*REQUIREMENT*:
Please find each line in the listing below that contains the word "outstretched", with case counting, and copy those lines out.

*MATERIAL SUPPLIED*:

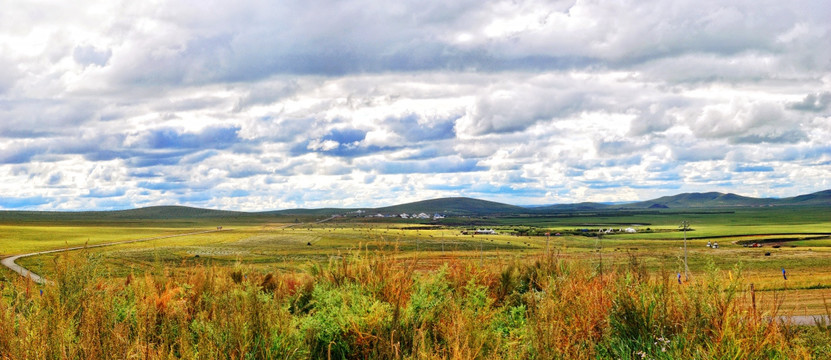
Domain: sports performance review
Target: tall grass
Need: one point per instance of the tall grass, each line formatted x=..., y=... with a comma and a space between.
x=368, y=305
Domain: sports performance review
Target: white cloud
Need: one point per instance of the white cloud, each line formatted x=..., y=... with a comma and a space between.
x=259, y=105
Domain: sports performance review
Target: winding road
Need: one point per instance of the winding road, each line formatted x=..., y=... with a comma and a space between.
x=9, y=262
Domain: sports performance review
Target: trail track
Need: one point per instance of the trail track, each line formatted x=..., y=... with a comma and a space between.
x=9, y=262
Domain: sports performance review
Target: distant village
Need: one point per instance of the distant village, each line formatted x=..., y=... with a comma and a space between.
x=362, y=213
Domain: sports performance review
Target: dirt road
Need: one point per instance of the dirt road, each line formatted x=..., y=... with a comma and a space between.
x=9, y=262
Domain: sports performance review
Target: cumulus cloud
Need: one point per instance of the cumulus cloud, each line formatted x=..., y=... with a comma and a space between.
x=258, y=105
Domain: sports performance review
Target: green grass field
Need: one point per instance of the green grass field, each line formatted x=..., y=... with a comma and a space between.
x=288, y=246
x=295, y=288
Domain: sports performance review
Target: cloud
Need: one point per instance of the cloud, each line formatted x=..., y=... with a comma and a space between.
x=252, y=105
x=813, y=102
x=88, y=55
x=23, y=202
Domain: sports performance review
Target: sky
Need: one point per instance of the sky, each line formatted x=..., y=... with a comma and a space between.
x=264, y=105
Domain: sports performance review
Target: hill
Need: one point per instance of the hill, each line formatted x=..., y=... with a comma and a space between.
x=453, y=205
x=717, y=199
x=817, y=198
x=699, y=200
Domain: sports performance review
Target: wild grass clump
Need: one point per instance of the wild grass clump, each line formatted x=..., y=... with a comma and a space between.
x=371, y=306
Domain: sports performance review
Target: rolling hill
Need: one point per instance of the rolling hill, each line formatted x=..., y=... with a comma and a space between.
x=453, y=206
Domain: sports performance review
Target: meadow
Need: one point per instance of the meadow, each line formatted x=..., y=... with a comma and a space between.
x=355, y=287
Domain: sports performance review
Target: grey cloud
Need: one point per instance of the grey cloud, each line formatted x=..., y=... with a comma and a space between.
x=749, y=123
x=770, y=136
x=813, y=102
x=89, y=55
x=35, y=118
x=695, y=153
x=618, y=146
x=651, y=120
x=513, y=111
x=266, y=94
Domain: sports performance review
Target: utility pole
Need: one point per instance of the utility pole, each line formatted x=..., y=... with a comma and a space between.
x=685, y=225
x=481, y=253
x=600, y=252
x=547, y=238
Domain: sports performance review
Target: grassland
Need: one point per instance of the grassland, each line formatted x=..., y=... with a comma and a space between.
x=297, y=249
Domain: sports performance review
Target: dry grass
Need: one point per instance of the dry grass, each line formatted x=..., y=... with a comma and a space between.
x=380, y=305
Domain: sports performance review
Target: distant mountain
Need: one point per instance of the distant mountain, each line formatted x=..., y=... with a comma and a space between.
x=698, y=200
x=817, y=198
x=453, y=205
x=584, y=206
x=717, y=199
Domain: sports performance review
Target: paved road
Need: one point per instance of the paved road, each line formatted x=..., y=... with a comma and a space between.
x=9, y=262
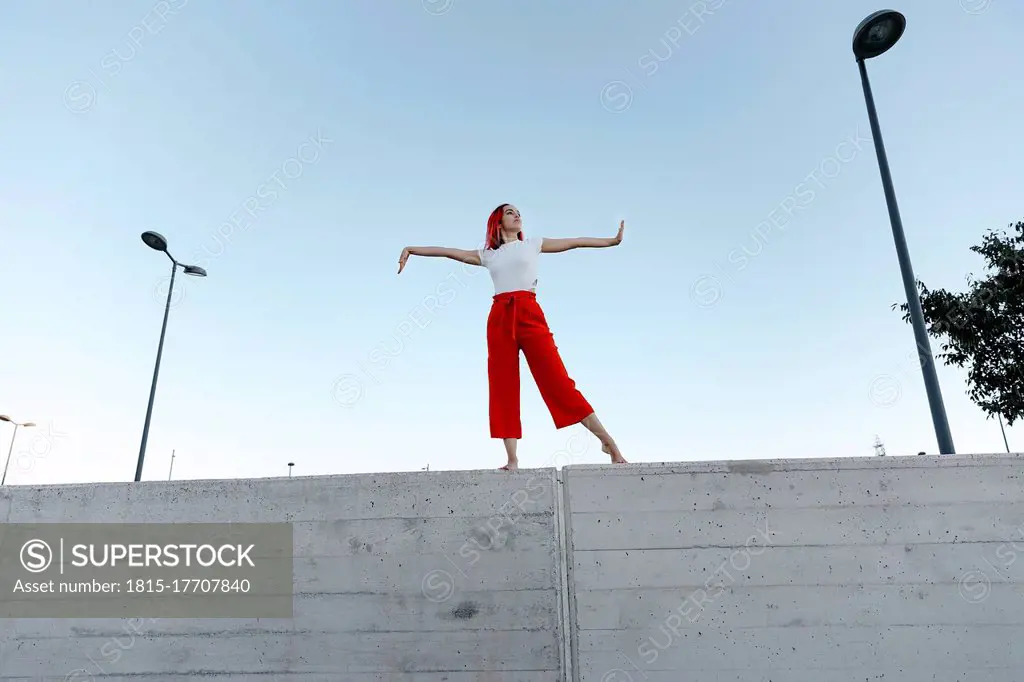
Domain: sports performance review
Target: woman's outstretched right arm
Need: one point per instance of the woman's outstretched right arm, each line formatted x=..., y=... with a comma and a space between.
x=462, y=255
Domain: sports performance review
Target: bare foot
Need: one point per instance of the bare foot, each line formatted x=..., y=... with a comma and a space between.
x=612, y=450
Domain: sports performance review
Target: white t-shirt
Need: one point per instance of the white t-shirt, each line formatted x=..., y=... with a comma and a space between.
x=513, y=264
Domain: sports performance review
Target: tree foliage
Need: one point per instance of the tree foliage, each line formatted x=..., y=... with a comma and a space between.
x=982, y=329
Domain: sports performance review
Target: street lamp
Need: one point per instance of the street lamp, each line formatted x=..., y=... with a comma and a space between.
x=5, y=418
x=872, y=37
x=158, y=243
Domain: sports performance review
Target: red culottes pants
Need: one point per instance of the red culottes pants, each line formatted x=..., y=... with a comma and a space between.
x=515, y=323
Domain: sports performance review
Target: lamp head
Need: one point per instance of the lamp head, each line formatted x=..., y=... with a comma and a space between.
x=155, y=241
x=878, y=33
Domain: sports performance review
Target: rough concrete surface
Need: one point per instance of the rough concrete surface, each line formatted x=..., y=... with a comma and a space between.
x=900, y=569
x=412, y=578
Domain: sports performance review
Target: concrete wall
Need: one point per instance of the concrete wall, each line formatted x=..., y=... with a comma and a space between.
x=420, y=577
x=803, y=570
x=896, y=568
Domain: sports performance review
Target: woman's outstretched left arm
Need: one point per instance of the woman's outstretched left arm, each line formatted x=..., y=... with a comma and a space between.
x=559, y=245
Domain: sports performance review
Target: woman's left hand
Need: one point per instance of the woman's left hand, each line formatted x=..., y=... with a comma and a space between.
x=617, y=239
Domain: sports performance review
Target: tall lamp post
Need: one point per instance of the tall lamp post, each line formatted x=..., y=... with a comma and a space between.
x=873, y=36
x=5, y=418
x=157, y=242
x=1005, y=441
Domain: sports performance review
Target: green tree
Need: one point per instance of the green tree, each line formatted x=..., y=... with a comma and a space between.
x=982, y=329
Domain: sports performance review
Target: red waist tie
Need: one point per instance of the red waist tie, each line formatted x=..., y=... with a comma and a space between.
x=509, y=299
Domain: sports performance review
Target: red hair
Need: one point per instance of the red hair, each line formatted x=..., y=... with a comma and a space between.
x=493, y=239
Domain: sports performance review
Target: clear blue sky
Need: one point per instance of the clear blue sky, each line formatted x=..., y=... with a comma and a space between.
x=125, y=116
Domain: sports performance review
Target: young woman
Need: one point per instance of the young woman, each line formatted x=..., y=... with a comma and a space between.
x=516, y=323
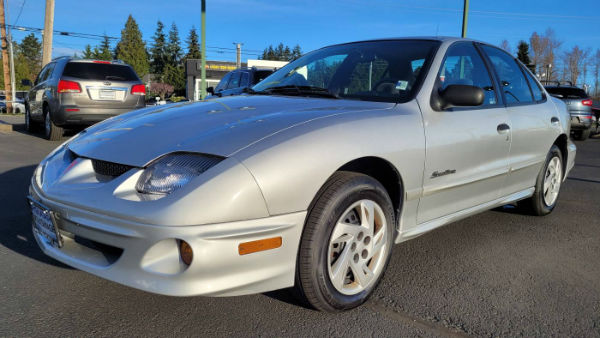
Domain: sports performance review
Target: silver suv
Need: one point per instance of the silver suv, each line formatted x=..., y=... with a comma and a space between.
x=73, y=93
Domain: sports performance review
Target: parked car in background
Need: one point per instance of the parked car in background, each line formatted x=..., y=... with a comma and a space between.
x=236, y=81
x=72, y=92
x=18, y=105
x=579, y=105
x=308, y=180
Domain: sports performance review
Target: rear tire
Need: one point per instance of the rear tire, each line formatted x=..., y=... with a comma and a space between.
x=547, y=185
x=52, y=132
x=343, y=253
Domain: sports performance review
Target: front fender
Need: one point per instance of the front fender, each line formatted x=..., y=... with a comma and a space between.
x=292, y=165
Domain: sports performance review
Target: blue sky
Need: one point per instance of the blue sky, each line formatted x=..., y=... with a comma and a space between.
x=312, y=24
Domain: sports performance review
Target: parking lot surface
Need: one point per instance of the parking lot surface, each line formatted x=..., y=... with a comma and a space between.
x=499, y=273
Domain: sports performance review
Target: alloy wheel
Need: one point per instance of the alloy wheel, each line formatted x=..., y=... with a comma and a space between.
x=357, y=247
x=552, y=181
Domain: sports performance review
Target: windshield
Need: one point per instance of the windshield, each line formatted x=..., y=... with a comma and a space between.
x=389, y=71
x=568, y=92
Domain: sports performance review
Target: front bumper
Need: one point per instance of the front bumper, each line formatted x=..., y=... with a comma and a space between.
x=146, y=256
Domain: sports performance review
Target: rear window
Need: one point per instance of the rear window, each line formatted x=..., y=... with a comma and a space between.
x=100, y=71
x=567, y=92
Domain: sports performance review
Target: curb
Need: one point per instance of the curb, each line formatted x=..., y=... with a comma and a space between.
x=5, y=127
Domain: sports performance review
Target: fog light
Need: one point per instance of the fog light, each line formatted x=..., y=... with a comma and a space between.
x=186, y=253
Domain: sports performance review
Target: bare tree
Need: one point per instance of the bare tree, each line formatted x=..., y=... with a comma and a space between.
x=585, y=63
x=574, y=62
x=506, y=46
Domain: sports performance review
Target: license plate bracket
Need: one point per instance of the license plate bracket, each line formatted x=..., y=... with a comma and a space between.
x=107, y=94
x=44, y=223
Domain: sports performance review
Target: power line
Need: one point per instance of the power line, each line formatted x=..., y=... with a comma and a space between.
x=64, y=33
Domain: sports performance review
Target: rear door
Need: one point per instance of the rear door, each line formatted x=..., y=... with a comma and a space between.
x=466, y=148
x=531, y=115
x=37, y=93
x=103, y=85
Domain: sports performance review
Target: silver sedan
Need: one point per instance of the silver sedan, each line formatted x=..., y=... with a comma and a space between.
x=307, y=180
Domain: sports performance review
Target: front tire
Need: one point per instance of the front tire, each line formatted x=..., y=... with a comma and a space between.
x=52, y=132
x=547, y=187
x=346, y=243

*REPLY*:
Target: woman's outstretched right arm
Need: one point per instance of the woman's outstretched right arm, each line formatted x=..., y=... with a comma and a space between.
Target: woman's outstretched left arm
Need: one point per instance of the woman's outstretched left arm, each line formatted x=..., y=... with a comma and a space between.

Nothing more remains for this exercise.